Your objective:
The answer must be the full set of records, repeated exactly.

═══

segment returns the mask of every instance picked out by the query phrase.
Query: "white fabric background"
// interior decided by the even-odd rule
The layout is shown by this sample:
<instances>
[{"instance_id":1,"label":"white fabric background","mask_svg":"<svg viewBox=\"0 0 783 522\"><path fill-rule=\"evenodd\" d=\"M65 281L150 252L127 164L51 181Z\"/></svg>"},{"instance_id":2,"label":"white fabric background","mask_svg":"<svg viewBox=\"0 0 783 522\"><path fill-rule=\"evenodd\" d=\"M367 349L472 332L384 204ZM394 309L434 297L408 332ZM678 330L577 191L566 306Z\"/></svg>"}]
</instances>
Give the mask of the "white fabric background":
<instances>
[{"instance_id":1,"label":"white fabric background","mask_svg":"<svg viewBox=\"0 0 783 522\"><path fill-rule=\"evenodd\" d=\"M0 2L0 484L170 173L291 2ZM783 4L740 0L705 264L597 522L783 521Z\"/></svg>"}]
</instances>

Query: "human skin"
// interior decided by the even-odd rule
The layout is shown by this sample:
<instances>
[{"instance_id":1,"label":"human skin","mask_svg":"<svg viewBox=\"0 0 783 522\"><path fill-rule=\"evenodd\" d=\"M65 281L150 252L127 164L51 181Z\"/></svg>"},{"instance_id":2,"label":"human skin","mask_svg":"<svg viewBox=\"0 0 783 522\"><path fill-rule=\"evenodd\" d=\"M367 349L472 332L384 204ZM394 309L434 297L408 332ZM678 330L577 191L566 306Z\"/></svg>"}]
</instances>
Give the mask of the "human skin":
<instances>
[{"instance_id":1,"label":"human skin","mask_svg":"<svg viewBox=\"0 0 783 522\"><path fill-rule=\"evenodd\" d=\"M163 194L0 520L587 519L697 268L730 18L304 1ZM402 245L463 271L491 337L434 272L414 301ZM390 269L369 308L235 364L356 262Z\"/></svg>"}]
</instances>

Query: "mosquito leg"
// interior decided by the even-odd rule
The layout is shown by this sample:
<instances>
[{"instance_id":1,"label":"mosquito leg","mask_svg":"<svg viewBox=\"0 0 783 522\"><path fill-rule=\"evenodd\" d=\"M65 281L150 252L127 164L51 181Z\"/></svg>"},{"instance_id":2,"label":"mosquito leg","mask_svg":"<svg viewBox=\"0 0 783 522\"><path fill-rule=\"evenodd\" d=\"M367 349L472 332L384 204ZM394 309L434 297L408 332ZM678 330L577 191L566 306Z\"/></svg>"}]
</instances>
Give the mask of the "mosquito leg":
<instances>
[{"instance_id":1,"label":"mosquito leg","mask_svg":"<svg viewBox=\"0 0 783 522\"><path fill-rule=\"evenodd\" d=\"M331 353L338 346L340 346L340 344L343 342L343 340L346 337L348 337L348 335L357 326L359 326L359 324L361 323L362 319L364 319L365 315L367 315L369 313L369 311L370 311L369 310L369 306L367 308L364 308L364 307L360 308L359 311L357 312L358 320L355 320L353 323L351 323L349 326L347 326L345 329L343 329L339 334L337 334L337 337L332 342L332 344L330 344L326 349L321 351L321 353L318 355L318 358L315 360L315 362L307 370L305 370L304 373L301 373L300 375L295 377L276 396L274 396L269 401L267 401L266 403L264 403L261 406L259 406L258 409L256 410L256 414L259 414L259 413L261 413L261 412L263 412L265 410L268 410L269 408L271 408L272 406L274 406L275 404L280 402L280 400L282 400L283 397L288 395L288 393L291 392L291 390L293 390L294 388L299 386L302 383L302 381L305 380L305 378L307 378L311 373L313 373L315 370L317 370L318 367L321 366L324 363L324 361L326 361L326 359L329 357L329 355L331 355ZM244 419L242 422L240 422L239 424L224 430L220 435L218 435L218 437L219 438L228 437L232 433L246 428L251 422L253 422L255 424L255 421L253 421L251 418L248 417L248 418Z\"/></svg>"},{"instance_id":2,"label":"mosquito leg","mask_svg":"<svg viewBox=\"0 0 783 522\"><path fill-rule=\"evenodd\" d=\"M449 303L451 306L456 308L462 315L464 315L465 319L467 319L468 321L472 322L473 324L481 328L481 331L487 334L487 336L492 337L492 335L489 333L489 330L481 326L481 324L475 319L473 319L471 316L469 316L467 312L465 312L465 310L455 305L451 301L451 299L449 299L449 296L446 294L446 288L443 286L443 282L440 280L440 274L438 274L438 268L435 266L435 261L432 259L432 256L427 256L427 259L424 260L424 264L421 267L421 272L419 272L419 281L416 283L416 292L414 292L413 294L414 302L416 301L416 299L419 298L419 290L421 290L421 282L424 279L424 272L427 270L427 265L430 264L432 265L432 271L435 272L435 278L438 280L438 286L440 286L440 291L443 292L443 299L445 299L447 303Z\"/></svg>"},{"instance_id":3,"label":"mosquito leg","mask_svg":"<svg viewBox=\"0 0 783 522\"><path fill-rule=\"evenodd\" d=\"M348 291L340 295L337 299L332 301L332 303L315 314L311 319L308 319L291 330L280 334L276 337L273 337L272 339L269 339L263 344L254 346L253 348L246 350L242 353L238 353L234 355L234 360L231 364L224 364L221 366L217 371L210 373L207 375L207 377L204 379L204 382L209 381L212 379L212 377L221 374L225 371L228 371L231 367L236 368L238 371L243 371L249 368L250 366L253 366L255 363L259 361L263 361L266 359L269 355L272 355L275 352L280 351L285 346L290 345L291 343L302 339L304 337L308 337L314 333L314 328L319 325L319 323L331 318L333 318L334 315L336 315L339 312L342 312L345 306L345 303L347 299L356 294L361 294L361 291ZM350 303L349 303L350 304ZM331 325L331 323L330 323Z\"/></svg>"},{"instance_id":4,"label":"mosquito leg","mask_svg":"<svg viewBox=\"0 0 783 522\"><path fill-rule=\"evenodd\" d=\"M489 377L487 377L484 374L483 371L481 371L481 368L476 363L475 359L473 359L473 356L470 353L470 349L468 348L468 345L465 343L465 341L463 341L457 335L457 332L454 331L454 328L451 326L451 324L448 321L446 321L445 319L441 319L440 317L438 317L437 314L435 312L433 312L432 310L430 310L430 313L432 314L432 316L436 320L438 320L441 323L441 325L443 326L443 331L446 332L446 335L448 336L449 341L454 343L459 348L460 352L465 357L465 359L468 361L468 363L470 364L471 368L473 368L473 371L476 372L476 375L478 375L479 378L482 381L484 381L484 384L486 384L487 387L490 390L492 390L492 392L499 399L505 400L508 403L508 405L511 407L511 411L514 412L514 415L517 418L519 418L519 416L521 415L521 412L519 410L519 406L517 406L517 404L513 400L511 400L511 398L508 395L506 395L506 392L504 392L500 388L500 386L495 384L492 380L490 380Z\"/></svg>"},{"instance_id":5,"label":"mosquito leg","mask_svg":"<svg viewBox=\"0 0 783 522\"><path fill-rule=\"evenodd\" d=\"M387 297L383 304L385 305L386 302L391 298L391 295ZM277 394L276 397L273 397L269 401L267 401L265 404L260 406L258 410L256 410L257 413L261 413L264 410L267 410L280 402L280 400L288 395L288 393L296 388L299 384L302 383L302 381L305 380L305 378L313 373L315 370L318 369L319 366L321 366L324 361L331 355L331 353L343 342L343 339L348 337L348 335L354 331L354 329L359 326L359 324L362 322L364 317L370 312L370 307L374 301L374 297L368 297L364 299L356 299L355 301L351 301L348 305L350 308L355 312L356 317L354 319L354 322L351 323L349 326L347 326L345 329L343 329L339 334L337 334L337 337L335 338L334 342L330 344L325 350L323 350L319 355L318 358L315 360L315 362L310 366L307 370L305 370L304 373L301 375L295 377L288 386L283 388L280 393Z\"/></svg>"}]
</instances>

═══

Answer box:
segment returns the mask of every instance picked out by the query phrase.
Query: "white fabric background"
// interior decided by the even-odd rule
The layout is shown by this sample:
<instances>
[{"instance_id":1,"label":"white fabric background","mask_svg":"<svg viewBox=\"0 0 783 522\"><path fill-rule=\"evenodd\" d=\"M65 281L150 252L127 164L51 181Z\"/></svg>"},{"instance_id":2,"label":"white fabric background","mask_svg":"<svg viewBox=\"0 0 783 522\"><path fill-rule=\"evenodd\" d=\"M367 349L472 332L384 204ZM394 309L434 297L408 332ZM678 330L577 191L566 306Z\"/></svg>"}]
</instances>
Give the mask of the "white fabric background":
<instances>
[{"instance_id":1,"label":"white fabric background","mask_svg":"<svg viewBox=\"0 0 783 522\"><path fill-rule=\"evenodd\" d=\"M0 2L0 484L170 173L291 2ZM783 4L740 0L705 264L597 522L783 521Z\"/></svg>"}]
</instances>

Query: "human skin"
// interior decided by the even-odd rule
The layout is shown by this sample:
<instances>
[{"instance_id":1,"label":"human skin","mask_svg":"<svg viewBox=\"0 0 783 522\"><path fill-rule=\"evenodd\" d=\"M65 281L150 252L127 164L51 181Z\"/></svg>"},{"instance_id":2,"label":"human skin","mask_svg":"<svg viewBox=\"0 0 783 522\"><path fill-rule=\"evenodd\" d=\"M367 349L472 332L384 204ZM394 309L434 297L408 332ZM678 330L577 191L566 306Z\"/></svg>"}]
</instances>
Give the mask of the "human skin":
<instances>
[{"instance_id":1,"label":"human skin","mask_svg":"<svg viewBox=\"0 0 783 522\"><path fill-rule=\"evenodd\" d=\"M163 194L0 520L587 519L697 268L730 18L304 1ZM402 245L463 271L491 337L434 272L414 301ZM390 269L369 308L235 364L356 262Z\"/></svg>"}]
</instances>

Query: "mosquito leg"
// interior decided by the even-odd rule
The layout is shown by this sample:
<instances>
[{"instance_id":1,"label":"mosquito leg","mask_svg":"<svg viewBox=\"0 0 783 522\"><path fill-rule=\"evenodd\" d=\"M65 281L150 252L127 164L51 181Z\"/></svg>"},{"instance_id":2,"label":"mosquito leg","mask_svg":"<svg viewBox=\"0 0 783 522\"><path fill-rule=\"evenodd\" d=\"M367 349L472 332L384 204ZM394 309L434 297L408 332ZM678 330L577 191L566 306Z\"/></svg>"}]
</instances>
Give the mask of the "mosquito leg":
<instances>
[{"instance_id":1,"label":"mosquito leg","mask_svg":"<svg viewBox=\"0 0 783 522\"><path fill-rule=\"evenodd\" d=\"M331 353L338 346L340 346L340 344L343 342L343 340L346 337L348 337L348 335L357 326L359 326L359 324L361 323L362 319L364 319L365 315L367 315L369 313L369 311L370 311L369 310L369 306L367 308L364 308L364 307L360 308L359 311L357 312L358 320L355 320L353 323L351 323L349 326L347 326L345 329L343 329L339 334L337 334L337 337L332 342L332 344L330 344L326 349L321 351L321 353L318 355L318 358L315 360L315 362L307 370L305 370L304 373L301 373L300 375L295 377L276 396L274 396L269 401L267 401L266 403L264 403L261 406L259 406L258 409L256 410L256 414L259 414L259 413L261 413L261 412L263 412L265 410L268 410L269 408L271 408L272 406L274 406L275 404L280 402L280 400L282 400L283 397L288 395L288 393L291 392L291 390L293 390L294 388L299 386L302 383L302 381L305 380L305 378L307 378L311 373L313 373L315 370L317 370L318 367L321 366L324 363L324 361L326 361L326 359L329 357L329 355L331 355ZM244 419L242 422L240 422L239 424L224 430L220 435L218 435L218 437L219 438L228 437L232 433L246 428L251 422L253 422L255 424L255 421L253 421L251 418L248 417L248 418Z\"/></svg>"},{"instance_id":2,"label":"mosquito leg","mask_svg":"<svg viewBox=\"0 0 783 522\"><path fill-rule=\"evenodd\" d=\"M449 303L451 306L456 308L462 315L464 315L465 319L467 319L468 321L472 322L473 324L481 328L481 331L487 334L487 336L492 337L492 335L489 333L489 330L481 326L481 324L475 319L473 319L471 316L469 316L467 312L465 312L465 310L455 305L451 301L451 299L449 299L449 296L446 294L446 288L443 286L443 282L440 280L440 274L438 274L438 268L435 266L435 261L432 259L432 256L427 256L427 259L424 260L424 264L421 267L421 272L419 272L419 281L416 283L416 292L414 292L413 294L414 302L416 301L416 299L419 298L419 290L421 290L421 282L424 279L424 272L427 270L427 265L430 264L432 265L432 271L435 272L435 278L438 280L438 286L440 286L440 291L443 292L443 299L445 299L447 303Z\"/></svg>"},{"instance_id":3,"label":"mosquito leg","mask_svg":"<svg viewBox=\"0 0 783 522\"><path fill-rule=\"evenodd\" d=\"M348 291L340 295L337 299L332 301L332 303L315 314L311 319L308 319L291 330L280 334L276 337L273 337L272 339L269 339L263 344L254 346L253 348L246 350L242 353L238 353L234 355L234 360L231 364L224 364L221 366L217 371L210 373L207 375L207 377L204 379L204 382L209 381L212 379L212 377L221 374L225 371L228 371L231 367L236 368L238 371L243 371L249 368L250 366L253 366L255 363L259 361L263 361L266 359L269 355L272 355L275 352L280 351L285 346L290 345L291 343L302 339L304 337L308 337L314 333L314 328L319 325L319 323L331 318L333 318L334 315L336 315L339 312L342 312L345 306L345 303L347 299L356 294L361 294L361 291ZM350 303L349 303L350 304ZM331 325L331 323L330 323Z\"/></svg>"},{"instance_id":4,"label":"mosquito leg","mask_svg":"<svg viewBox=\"0 0 783 522\"><path fill-rule=\"evenodd\" d=\"M489 377L487 377L484 374L483 371L481 371L481 368L476 363L475 359L473 359L473 356L470 353L470 349L468 348L468 345L465 343L465 341L463 341L457 335L457 332L454 331L454 328L451 326L451 324L448 321L446 321L445 319L441 319L440 317L438 317L437 314L435 312L433 312L432 310L430 310L430 313L432 314L432 316L436 320L438 320L441 323L441 325L443 326L443 331L446 332L446 335L448 336L449 341L454 343L459 348L460 352L465 357L465 359L468 361L468 363L470 364L471 368L473 368L473 371L476 372L476 375L478 375L479 378L482 381L484 381L484 384L486 384L487 387L490 390L492 390L492 392L499 399L505 400L508 403L508 405L511 407L511 411L514 412L514 415L517 418L519 418L519 416L521 415L521 412L519 410L519 406L517 406L517 404L513 400L511 400L511 398L508 395L506 395L506 392L504 392L500 388L500 386L495 384L492 380L490 380Z\"/></svg>"},{"instance_id":5,"label":"mosquito leg","mask_svg":"<svg viewBox=\"0 0 783 522\"><path fill-rule=\"evenodd\" d=\"M387 297L383 304L385 305L386 302L391 298L391 295ZM277 394L276 397L273 397L269 401L267 401L265 404L260 406L258 410L256 410L257 413L261 413L264 410L267 410L280 402L280 400L288 395L288 393L296 388L299 384L302 383L302 381L305 380L305 378L313 373L315 370L318 369L319 366L321 366L324 361L331 355L331 353L343 342L343 339L348 337L348 335L354 331L354 329L359 326L359 324L362 322L364 317L370 312L370 307L374 301L374 297L368 297L364 299L356 299L355 301L351 301L348 305L350 308L355 312L356 317L354 319L354 322L351 323L349 326L347 326L345 329L343 329L339 334L337 334L337 337L335 338L334 342L330 344L325 350L323 350L319 355L318 358L315 360L315 362L310 366L307 370L305 370L304 373L301 375L295 377L288 386L283 388L280 393Z\"/></svg>"}]
</instances>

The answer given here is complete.